Saved entries:

================================

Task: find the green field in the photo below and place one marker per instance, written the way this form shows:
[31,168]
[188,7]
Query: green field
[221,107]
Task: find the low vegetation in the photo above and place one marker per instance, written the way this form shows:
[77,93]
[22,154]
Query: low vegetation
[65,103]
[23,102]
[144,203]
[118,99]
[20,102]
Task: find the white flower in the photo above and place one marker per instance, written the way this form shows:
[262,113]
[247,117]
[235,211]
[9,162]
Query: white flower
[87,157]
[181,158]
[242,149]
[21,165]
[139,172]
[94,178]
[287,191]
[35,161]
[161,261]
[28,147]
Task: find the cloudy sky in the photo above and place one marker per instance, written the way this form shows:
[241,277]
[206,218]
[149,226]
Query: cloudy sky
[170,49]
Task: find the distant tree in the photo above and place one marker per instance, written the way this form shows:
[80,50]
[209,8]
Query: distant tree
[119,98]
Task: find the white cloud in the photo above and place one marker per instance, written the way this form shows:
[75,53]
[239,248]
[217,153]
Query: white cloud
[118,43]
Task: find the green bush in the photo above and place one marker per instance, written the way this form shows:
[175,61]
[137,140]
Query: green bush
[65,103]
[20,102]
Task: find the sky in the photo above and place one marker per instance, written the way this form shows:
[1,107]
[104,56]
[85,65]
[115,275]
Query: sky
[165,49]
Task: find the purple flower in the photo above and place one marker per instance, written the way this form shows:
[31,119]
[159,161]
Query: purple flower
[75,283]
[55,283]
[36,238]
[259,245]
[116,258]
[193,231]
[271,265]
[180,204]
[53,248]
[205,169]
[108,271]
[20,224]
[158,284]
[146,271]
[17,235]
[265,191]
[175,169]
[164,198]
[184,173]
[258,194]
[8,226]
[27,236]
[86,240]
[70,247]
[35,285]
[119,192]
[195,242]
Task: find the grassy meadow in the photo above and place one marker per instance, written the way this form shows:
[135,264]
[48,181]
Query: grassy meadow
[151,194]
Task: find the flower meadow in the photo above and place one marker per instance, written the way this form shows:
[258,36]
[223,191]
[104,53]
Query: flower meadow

================================

All of the data is to be transcribed exactly as written.

> [WORKED SOLUTION]:
Task: find the green field in the photo below and place one marker per instance, written the way this form shows:
[31,168]
[188,7]
Query: green field
[221,107]
Task: find the low vegetation in the photo above and place one marker per instance, written the way this form shows:
[77,93]
[22,154]
Query: low vegetation
[65,103]
[23,102]
[144,203]
[118,99]
[20,102]
Task: find the white flower in the photo above and place one marker per instance, written the way this form shows:
[262,113]
[247,117]
[235,211]
[9,162]
Query: white flower
[87,157]
[181,158]
[242,149]
[21,165]
[139,172]
[94,178]
[287,191]
[35,161]
[161,261]
[28,147]
Task: find the cloudy sky in the photo above and place one marker per instance, written the way this form shows:
[241,277]
[206,218]
[149,226]
Query: cloudy sky
[170,49]
Task: find the distant tree in the photo above and place one marker per instance, written the way this form shows:
[80,50]
[209,8]
Query: distant tree
[119,98]
Task: find the white cloud in the photo above and place one marker per instance, written the way this form shows:
[75,53]
[239,248]
[217,153]
Query: white cloud
[118,43]
Task: find the green bush in the photo above and place one marker per instance, written the way this form shows:
[175,61]
[137,140]
Query: green bush
[65,103]
[20,102]
Task: find the sky in the photo above and place one marker per instance, written the way this form shows:
[1,107]
[104,56]
[85,65]
[115,275]
Query: sky
[165,49]
Task: find the purple flower in the photo above and place one marker per instance, written the way this form shows:
[31,119]
[159,161]
Query: purple flower
[75,283]
[55,283]
[36,238]
[259,245]
[116,258]
[193,231]
[271,265]
[180,204]
[53,248]
[205,169]
[108,271]
[20,224]
[158,284]
[146,271]
[17,235]
[265,191]
[175,169]
[164,198]
[184,173]
[258,194]
[8,226]
[27,236]
[86,240]
[70,247]
[35,285]
[119,192]
[195,242]
Task: find the grassy meadow in the photo above and place one marker per instance, written the way this form shows:
[135,264]
[48,181]
Query: grassy meadow
[151,194]
Task: find the flower meadow in the photo above and place one marker per instance, written the way this form shows:
[258,36]
[223,191]
[104,53]
Query: flower meadow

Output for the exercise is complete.